§ **Data for processing**:
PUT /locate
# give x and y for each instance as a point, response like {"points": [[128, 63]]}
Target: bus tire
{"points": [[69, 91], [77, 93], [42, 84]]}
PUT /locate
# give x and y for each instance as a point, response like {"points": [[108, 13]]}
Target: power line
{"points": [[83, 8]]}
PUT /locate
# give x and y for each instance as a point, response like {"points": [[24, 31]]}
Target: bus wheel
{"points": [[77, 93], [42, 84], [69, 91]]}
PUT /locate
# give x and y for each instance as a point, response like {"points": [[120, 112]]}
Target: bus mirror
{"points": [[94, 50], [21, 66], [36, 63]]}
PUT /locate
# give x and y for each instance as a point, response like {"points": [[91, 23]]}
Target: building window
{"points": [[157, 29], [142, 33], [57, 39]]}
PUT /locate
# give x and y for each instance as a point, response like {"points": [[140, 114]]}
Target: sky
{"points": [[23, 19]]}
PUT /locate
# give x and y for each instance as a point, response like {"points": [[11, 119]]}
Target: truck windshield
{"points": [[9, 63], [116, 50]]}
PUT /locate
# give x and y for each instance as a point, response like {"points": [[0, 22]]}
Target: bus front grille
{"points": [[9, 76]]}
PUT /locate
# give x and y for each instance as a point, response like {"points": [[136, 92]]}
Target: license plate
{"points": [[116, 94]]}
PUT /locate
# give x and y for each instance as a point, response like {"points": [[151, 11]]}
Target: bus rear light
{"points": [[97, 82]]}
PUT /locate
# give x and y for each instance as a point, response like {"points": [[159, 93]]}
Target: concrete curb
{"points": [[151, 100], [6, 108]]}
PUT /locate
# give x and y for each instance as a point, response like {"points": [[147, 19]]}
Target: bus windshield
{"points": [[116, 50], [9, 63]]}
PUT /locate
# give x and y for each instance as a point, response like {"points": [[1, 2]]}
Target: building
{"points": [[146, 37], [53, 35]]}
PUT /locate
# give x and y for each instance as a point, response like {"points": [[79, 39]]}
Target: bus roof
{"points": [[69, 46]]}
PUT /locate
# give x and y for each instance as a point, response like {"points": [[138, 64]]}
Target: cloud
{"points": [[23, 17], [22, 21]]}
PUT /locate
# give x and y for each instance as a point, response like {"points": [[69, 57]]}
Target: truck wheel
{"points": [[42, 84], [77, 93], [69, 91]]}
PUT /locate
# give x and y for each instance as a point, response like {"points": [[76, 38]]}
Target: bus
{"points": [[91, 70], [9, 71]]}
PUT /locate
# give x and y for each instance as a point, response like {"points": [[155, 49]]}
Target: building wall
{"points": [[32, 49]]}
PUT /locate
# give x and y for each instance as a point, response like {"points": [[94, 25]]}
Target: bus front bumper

§ **Written task**: Transcribe the full listing above without leaving anything out.

§ **Answer for this exercise**:
PUT /locate
# give x and y for each instance as a point, response like {"points": [[128, 63]]}
Target: bus tire
{"points": [[69, 91], [77, 93], [42, 84]]}
PUT /locate
# give x and y for each instance as a point, response like {"points": [[108, 13]]}
Target: power line
{"points": [[83, 8]]}
PUT /locate
# give x and y for each instance as a point, response like {"points": [[24, 31]]}
Target: bus wheel
{"points": [[77, 93], [42, 84], [69, 91]]}
PUT /locate
# give x and y for each instance as a point, response like {"points": [[120, 112]]}
Target: bus mirror
{"points": [[94, 50], [21, 66], [36, 63]]}
PUT /locate
# give x and y for each instance as a point, response like {"points": [[91, 23]]}
Target: building window
{"points": [[157, 29], [142, 33], [57, 39]]}
PUT /locate
# give x and y for each instance as a point, response like {"points": [[140, 114]]}
Target: sky
{"points": [[23, 19]]}
PUT /locate
# give x and y for each instance as a point, response like {"points": [[11, 119]]}
Target: truck windshield
{"points": [[9, 63], [116, 50]]}
PUT /locate
# give x and y for each instance as a point, response like {"points": [[0, 22]]}
Target: bus front grille
{"points": [[9, 76]]}
PUT /locate
# give x and y for each instance as a point, response like {"points": [[136, 92]]}
Target: license plate
{"points": [[116, 94]]}
PUT /locate
# give x and y for each instance as a point, response like {"points": [[151, 11]]}
Target: bus rear light
{"points": [[97, 82]]}
PUT /locate
# give x and y for each instance as a point, response like {"points": [[159, 93]]}
Target: concrete curb
{"points": [[151, 100], [6, 108]]}
PUT /locate
# give x and y for each instance as a point, response like {"points": [[147, 19]]}
Target: bus windshield
{"points": [[116, 50], [9, 63]]}
PUT /locate
# give x and y for each instance as a point, response like {"points": [[1, 2]]}
Target: building
{"points": [[146, 37], [53, 35]]}
PUT /locate
# give x and y for each instance as a point, response like {"points": [[79, 39]]}
Target: bus roof
{"points": [[69, 46]]}
PUT /locate
# give x and y for each instance as a point, response like {"points": [[138, 64]]}
Target: cloud
{"points": [[23, 17], [22, 21]]}
PUT /locate
# give x and y for each instance as a point, response like {"points": [[69, 57]]}
Target: truck wheel
{"points": [[42, 84], [77, 93], [69, 91]]}
PUT /locate
# give x and y for each instance as a point, response like {"points": [[76, 38]]}
Target: bus
{"points": [[91, 70], [9, 71]]}
PUT /locate
# give x and y for each instance as a point, response like {"points": [[155, 49]]}
Target: building wall
{"points": [[32, 49]]}
PUT /locate
# give x and y for each instance as a point, response like {"points": [[94, 25]]}
Target: bus front bumper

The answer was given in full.